╔══

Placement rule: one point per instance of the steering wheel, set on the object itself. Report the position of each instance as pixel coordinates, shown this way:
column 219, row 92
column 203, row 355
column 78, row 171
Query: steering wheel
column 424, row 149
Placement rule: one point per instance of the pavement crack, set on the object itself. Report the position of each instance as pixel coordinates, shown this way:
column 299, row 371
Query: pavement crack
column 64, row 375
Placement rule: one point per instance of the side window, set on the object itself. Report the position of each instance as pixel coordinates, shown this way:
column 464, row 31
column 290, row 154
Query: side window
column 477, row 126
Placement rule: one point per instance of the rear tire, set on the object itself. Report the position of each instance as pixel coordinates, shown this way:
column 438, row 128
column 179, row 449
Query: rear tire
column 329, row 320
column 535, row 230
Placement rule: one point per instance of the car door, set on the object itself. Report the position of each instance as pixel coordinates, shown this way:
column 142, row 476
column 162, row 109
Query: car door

╚══

- _The request_:
Please write out all of the data above again, substituting "Target" for every "Query" and keeping everything else the same.

- _Correct output_:
Placement rule: one point per instance of the steering wheel, set on the object itself. Report the position of each instance as pixel coordinates, shown this way:
column 219, row 92
column 203, row 355
column 78, row 171
Target: steering wheel
column 424, row 149
Placement rule: one point per instance of the pavement crack, set on the object itself. Report the position of each instance as pixel coordinates, shown this way:
column 299, row 371
Target: pavement crack
column 64, row 375
Placement rule: one point per instance of the side window, set on the object itself. Report the position of each instance as pixel coordinates, shown this way:
column 464, row 31
column 290, row 154
Target: side window
column 477, row 126
Placement rule: one point per instance of the rear tire, set on the object itself. Report the position of each instance as pixel coordinates, shown this way:
column 438, row 128
column 179, row 449
Target: rear tire
column 329, row 320
column 535, row 230
Placement rule: one point per instance of the car door, set on the object itself. Report the position of each instance as pixel coordinates, shown this way:
column 142, row 476
column 162, row 109
Target: car door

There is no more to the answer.